Exercise
Reproduce the entries unchanged, starting at the line that contains "object_query: stainless steel range" and continuing through the last line of the entries.

Data supplied
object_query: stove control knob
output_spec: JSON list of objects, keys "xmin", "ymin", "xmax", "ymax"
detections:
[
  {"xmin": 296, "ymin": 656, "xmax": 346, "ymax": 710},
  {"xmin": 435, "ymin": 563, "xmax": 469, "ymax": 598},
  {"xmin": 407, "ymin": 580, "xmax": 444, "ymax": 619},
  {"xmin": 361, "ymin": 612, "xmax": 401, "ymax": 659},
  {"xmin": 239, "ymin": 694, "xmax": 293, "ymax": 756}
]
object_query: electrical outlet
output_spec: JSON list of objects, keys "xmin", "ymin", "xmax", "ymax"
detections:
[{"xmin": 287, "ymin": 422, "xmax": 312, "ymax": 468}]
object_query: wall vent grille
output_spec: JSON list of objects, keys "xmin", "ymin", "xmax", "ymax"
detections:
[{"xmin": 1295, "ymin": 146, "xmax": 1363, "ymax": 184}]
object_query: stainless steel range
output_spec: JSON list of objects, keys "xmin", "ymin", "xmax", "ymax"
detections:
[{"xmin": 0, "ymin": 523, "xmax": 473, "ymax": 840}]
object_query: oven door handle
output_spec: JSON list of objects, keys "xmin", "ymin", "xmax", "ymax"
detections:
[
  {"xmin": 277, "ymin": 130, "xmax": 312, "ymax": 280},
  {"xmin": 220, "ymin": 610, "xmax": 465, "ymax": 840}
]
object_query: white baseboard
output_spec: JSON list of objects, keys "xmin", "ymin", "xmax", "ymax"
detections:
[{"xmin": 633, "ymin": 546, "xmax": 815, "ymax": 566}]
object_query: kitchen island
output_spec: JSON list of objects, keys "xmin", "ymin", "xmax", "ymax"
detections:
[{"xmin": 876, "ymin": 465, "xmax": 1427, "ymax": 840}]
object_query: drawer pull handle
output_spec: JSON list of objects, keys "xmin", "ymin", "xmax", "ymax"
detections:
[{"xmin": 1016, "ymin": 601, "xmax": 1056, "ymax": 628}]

Output for this exercise
object_query: stainless steel range
output_spec: JSON list of objects, keys "xmin", "ymin", "xmax", "ymax"
detections:
[{"xmin": 0, "ymin": 523, "xmax": 473, "ymax": 840}]
object_query: oven door handle
output_spec: JSON list of objects, keys "xmin", "ymin", "xmax", "ymax"
detections:
[
  {"xmin": 277, "ymin": 130, "xmax": 312, "ymax": 280},
  {"xmin": 220, "ymin": 610, "xmax": 465, "ymax": 840}
]
object_query: white baseboard
output_spec: JSON list of objects, keys "xmin", "ymin", "xmax", "ymax"
detections:
[{"xmin": 633, "ymin": 546, "xmax": 815, "ymax": 566}]
object_query: kitchen island
output_spec: JSON list of objects, keys "xmin", "ymin", "xmax", "ymax"
detections:
[{"xmin": 876, "ymin": 465, "xmax": 1427, "ymax": 840}]
object_query: drawer pull handle
output_spec: JSON list of objects, keys "xmin", "ymin", "xmax", "ymax"
detections:
[{"xmin": 1016, "ymin": 601, "xmax": 1056, "ymax": 628}]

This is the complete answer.